I can already program 'fairly well' in VBasic, C++, Java, HTML, and am learning ASP.Net, so that might work out...

Yeah, but where could I get jobs for graphics/web stuff?
Craigslist?


----------



## TimMc (Sep 24, 2008)

Stachuk1992 said:


> I can already program 'fairly well' in VBasic, C++, Java, HTML, and am learning ASP.Net, so that might work out...
> 
> Yeah, but where could I get jobs for graphics/web stuff?
> Craigslist?



Probably ask some teachers at school, friends of friends (or parents of friends who've businesses) etc.

Tim.


----------



## StachuK1992 (Sep 25, 2008)

I just checked on ebay...wow...eBay FTW!!!
I could prob. get a machine w/ shipping for about 500...this made my day...


----------



## fcwy1 (Oct 2, 2008)

Maybe you could mass order and sell things. As christmas is coming up soon, you could easily sell things.


----------



## MichaelErskine (Oct 2, 2008)

Stachuk1992 said:


> Recently, you have noticed me being on here less...this is due to a new addiction: Donkey Kong
> I currently can get about 100,000 points, and I think I am pretty good!


As addictions go, it's not a bad one to have! I spent a large part of the early '80s playing Donkey Kong. My high score is a little over 250,000 but I don't play it regularly. My poison is Defender!


Stachuk1992 said:


> I've searched online for places to buy a Donkey Kong machine, and it seems that $1,700 is about the standard price...
> 
> I am very willing and wanting to save up for this.


No need: build yourself a M.A.M.E. cabinet for $100! Here's mine.


----------



## ExoCorsair (Oct 2, 2008)

Find stuff for cheap or free on Craigslist, sell them on eBay, and slap on a $5 handling fee.

You'll get there... eventually.


----------



## Rabid (Oct 2, 2008)

I love genius, madness and obsession. 
Not necessarily in that order..
Good luck.


----------



## cookingfat (Oct 2, 2008)

msemtd said:


> Stachuk1992 said:
> 
> 
> > Recently, you have noticed me being on here less...this is due to a new addiction: Donkey Kong
> ...

Items:

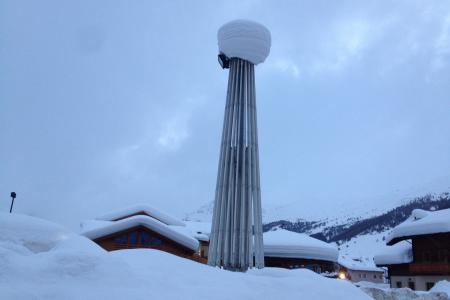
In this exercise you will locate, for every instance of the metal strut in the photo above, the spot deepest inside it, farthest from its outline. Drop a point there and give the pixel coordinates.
(236, 240)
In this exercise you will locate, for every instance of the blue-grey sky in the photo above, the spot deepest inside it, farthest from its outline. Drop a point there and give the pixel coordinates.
(107, 103)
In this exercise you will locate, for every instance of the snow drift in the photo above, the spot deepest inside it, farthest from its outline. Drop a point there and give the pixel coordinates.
(244, 39)
(42, 260)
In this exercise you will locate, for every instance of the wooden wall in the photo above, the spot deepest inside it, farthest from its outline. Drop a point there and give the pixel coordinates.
(319, 266)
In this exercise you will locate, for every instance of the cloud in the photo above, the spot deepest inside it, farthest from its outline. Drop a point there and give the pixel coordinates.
(175, 130)
(347, 44)
(442, 46)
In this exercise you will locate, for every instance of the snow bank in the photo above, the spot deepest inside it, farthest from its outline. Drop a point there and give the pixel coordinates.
(151, 211)
(393, 255)
(72, 267)
(244, 39)
(175, 233)
(421, 222)
(402, 294)
(284, 243)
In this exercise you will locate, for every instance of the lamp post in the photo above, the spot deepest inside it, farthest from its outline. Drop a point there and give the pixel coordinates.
(13, 196)
(236, 241)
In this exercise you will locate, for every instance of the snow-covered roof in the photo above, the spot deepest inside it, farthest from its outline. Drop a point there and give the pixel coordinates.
(135, 209)
(284, 243)
(200, 230)
(173, 232)
(359, 264)
(244, 39)
(419, 223)
(398, 254)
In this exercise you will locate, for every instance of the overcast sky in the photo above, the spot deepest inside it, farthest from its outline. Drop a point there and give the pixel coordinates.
(108, 103)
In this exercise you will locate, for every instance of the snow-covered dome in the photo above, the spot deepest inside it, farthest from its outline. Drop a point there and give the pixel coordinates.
(244, 39)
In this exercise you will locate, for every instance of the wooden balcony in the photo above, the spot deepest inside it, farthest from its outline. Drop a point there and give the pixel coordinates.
(440, 268)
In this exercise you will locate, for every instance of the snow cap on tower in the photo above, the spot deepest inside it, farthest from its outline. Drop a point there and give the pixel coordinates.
(244, 39)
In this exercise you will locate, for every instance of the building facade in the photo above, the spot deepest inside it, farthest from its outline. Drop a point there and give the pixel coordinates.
(425, 257)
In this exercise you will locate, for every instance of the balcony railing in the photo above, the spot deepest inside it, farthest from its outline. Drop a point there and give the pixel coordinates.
(430, 268)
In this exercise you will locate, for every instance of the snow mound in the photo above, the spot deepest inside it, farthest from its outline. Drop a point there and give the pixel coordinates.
(402, 294)
(244, 39)
(393, 255)
(360, 264)
(284, 243)
(72, 267)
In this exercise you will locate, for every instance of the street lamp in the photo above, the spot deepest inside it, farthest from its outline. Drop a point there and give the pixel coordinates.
(13, 196)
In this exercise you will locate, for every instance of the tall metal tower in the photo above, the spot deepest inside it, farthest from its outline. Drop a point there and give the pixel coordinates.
(236, 241)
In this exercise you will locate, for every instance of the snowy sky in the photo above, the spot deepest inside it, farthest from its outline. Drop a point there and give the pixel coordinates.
(108, 103)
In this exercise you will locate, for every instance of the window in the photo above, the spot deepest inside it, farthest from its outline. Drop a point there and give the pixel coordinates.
(133, 238)
(123, 239)
(155, 241)
(145, 238)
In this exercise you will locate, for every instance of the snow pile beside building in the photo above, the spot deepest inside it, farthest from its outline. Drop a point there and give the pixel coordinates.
(398, 254)
(360, 263)
(41, 260)
(403, 294)
(244, 39)
(419, 223)
(284, 243)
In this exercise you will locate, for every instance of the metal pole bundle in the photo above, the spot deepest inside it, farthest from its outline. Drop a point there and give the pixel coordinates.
(236, 241)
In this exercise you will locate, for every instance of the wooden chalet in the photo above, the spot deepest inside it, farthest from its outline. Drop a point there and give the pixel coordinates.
(359, 269)
(419, 252)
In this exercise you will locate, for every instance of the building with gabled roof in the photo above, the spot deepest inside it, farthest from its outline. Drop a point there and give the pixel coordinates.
(359, 269)
(419, 252)
(142, 226)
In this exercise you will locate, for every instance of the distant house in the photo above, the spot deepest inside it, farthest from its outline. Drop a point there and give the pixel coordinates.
(142, 226)
(291, 250)
(419, 252)
(358, 269)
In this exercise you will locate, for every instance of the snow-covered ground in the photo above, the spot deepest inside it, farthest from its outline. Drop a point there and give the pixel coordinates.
(42, 260)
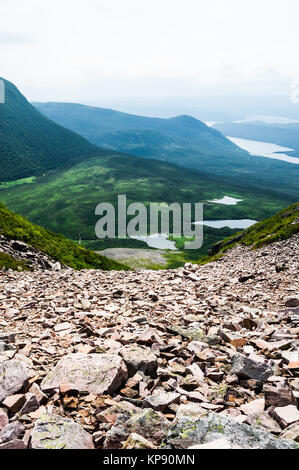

List of tasks:
(1) In the forum thread, what does MichaelErskine say a M.A.M.E. cabinet can be built for?
(2) Write out the part of the forum thread starting at "Probably ask some" and ending at "made my day...".

Results by task:
(1) $100

(2)
Probably ask some teachers at school, friends of friends (or parents of friends who've businesses) etc.

Tim.


----------



## StachuK1992 (Sep 25, 2008)

I just checked on ebay...wow...eBay FTW!!!
I could prob. get a machine w/ shipping for about 500...this made my day...